Data =>
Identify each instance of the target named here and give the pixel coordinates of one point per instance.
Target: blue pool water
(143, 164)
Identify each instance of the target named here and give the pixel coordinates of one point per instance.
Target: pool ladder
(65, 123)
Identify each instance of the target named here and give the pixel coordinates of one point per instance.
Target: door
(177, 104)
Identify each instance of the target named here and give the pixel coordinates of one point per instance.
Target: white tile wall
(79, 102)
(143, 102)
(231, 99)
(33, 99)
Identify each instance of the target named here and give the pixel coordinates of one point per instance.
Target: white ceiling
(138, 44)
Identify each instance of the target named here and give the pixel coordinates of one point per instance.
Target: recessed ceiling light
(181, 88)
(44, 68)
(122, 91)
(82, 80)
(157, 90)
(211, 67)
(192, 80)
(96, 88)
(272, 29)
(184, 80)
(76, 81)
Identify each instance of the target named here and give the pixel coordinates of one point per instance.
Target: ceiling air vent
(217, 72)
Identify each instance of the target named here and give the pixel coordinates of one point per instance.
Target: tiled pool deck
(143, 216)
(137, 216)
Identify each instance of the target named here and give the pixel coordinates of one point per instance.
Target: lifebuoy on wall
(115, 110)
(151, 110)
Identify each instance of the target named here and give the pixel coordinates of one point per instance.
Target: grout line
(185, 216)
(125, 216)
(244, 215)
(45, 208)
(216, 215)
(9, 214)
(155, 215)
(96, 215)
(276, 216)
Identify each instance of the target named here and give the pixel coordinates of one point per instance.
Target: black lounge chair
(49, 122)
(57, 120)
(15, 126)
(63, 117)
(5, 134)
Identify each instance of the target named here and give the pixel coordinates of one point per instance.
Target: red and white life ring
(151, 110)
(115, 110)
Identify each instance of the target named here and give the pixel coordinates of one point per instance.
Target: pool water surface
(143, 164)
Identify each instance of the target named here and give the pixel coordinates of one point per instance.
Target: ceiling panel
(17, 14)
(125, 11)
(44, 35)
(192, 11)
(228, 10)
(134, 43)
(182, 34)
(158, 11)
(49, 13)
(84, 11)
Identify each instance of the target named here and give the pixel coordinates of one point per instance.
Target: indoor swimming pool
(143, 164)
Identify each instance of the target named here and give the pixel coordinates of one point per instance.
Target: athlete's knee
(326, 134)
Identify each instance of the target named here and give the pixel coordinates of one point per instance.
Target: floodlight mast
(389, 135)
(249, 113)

Assignment => The entire listing is to be printed once more, word for word.

Reply to the exercise =>
Identify each instance of the target named here and give the pixel coordinates of one point per instance.
Target: blue pool water
(143, 164)
Identify each instance of the target named here and give the pixel coordinates of one point per instance.
Target: pool ladder
(65, 123)
Identify each instance of the target named here and give the pixel coordinates of one point per instance.
Target: door
(177, 104)
Identify each instance of the target named here and give the pixel coordinates of one point per instance.
Target: white tile wall
(79, 102)
(143, 102)
(231, 99)
(33, 99)
Identify each instance of the target named here and give the pixel coordinates of one point per instance.
Target: white ceiling
(138, 44)
Identify each instance of the target named here and give the pixel coordinates of one point per instance.
Target: recessed ceiling light
(181, 88)
(44, 68)
(122, 91)
(82, 80)
(157, 90)
(211, 67)
(192, 80)
(96, 88)
(272, 29)
(184, 80)
(76, 81)
Identify each instance of the target named here and give the pixel coordinates of one point per instance.
Target: ceiling air vent
(217, 72)
Identify each instance of the target named here and give the pixel coordinates of one point per instance.
Target: tiled pool deck
(143, 216)
(137, 216)
Identify each instance of the target named here and give the pixel coordinates of one point per instance.
Target: lifebuoy on wall
(115, 110)
(151, 110)
Identify each instance of the target named here and give the pixel coordinates of one point per instance.
Target: grout line
(185, 216)
(125, 216)
(244, 215)
(45, 208)
(216, 215)
(9, 214)
(155, 215)
(96, 215)
(276, 216)
Identify each instance of the target named here and give the pixel coordinates of one point per instance.
Target: black lounge chair
(49, 122)
(57, 120)
(15, 126)
(63, 117)
(5, 134)
Identify each instance of the target named here and give the pixel coordinates of one point per instance.
Target: red and white life ring
(151, 110)
(115, 110)
Identify each instance of the target named here and give the pixel coordinates of one point per instance.
Target: pool water surface
(143, 164)
Identify each instance of the target named here and give the pixel coordinates of one point per instance.
Target: ceiling panel
(17, 14)
(125, 11)
(44, 35)
(192, 11)
(228, 10)
(134, 43)
(182, 34)
(158, 11)
(49, 13)
(84, 11)
Identify each instance of the target named here and give the pixel coordinates of one point per instance.
Target: indoor swimming pool
(143, 164)
Identify each instance of the target named here and give the pixel coordinates of one point per instance.
Target: athlete's knee
(326, 134)
Identify each instance of the target named here and give the pixel coordinates of one point per instance.
Target: floodlight mast
(389, 135)
(249, 113)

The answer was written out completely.